[What to do] Print every entry again, precisely as written.

[Material to process — start]

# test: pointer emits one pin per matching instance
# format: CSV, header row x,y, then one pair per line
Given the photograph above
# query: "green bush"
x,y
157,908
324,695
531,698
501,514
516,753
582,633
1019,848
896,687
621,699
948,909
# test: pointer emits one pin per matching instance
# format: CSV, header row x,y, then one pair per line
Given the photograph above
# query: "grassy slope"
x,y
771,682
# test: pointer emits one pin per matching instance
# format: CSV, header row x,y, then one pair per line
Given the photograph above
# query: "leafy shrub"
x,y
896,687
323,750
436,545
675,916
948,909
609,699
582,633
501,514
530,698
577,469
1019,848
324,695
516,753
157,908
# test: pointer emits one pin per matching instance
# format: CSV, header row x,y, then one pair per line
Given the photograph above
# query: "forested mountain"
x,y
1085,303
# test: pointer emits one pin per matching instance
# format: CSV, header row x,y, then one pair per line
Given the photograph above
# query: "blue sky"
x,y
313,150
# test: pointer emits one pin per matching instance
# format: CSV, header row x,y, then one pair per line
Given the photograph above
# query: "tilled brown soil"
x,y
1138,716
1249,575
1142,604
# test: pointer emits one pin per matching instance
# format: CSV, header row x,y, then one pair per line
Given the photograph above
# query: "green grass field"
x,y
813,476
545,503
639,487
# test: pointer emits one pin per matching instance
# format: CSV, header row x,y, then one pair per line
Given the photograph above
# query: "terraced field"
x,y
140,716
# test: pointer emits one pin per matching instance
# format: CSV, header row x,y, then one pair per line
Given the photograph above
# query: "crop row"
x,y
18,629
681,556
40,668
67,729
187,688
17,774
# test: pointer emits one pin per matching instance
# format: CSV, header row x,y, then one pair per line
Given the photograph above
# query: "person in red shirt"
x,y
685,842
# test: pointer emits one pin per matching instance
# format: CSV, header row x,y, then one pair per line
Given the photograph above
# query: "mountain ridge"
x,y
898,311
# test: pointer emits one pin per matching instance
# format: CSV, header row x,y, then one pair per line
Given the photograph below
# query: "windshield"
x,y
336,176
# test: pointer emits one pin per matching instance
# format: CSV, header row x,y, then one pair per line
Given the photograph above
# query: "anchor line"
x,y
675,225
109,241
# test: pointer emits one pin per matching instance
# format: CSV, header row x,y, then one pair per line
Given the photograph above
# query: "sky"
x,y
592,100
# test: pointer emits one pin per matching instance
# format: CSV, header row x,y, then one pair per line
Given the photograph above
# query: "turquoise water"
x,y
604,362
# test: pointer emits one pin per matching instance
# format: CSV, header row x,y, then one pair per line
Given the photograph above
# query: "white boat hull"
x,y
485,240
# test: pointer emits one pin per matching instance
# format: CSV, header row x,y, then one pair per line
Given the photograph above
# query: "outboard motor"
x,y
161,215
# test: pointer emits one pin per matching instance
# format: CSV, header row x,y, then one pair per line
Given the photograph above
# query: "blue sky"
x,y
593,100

[Material to process — finish]

[Exercise answer]
# test: pointer emits one pin per matching instance
# format: CSV, header row x,y, then one pair per line
Given the photograph above
# query: "green bush"
x,y
157,908
324,695
531,698
501,514
516,753
582,633
1019,848
896,687
621,699
948,909
# test: pointer emits one pin per matching instance
# format: CSV, header row x,y, then one pair per line
Given the photograph above
# query: "grassy slope"
x,y
771,682
# test: pointer emits one pin per matching instance
# format: CSV, header row x,y, then one pair per line
Given the photograph above
# query: "leafy shrub"
x,y
896,687
323,750
436,545
675,916
948,909
609,699
582,633
501,514
530,698
577,469
1019,848
324,695
516,753
157,908
# test: pointer emits one pin per matching instance
# format: CSV, header row x,y, then one pair per line
Given the photograph above
# query: "forested mountain"
x,y
1085,303
# test: pointer emits one pin per matching instance
# format: CSV, header row x,y, then one pair per line
Given the photograph above
# query: "blue sky"
x,y
313,150
# test: pointer emits one pin per matching instance
# format: CSV, header row x,y, then one pair per line
Given the photograph above
# query: "tilled brown soil"
x,y
1138,716
1249,575
1142,604
# test: pointer emits one pin per matching instance
# format: CSV, header row x,y, then one pair per line
Given the photograph above
# query: "green grass field"
x,y
813,476
545,503
639,487
# test: pointer emits one pin per matching instance
# format: CSV, header row x,y, then one pair per line
Given the photograph above
# query: "terraced field"
x,y
140,716
# test: pointer emits one pin per matching instance
# format: CSV, header row x,y, then one pair per line
Given the photograph above
# query: "crop row"
x,y
18,629
681,556
40,668
67,729
187,688
17,774
# test: pointer emits one pin per matching instance
# format: CSV, header row x,y, then one pair per line
Given the photograph above
# query: "person in red shirt"
x,y
685,842
# test: pointer emits one pin per matching instance
# format: CSV, header row x,y, then one pair per line
Given the photograph above
# query: "mountain ridge"
x,y
898,311
# test: pointer emits one pin per matching instance
# format: CSV, header row x,y, then one pair per line
Given the photograph below
# query: "windshield"
x,y
336,176
# test: pointer emits one pin per matching instance
# format: CSV, header row x,y, then one pair per line
Given the photograph above
# query: "anchor line"
x,y
675,225
109,241
# test: pointer emits one pin per matching instance
# format: CSV, header row x,y, then one pair per line
Given the photograph above
# query: "sky"
x,y
592,100
# test: pointer emits one pin per matching instance
# format: CSV, header row x,y, then one pair per line
Given the photograph above
# query: "turquoise water"
x,y
604,362
# test: pointer emits one pin per matching instance
# format: CSV, header row x,y, then one pair per line
Given the photograph above
# query: "white boat hull"
x,y
485,240
# test: pointer emits one pin per matching instance
# format: CSV, header row x,y, then one pair per line
Given the photograph above
# query: "outboard motor"
x,y
161,215
# test: pointer emits one pin per matching instance
# format: CSV, header row x,y, then one pair per line
Given the photograph above
# query: "blue sky"
x,y
593,100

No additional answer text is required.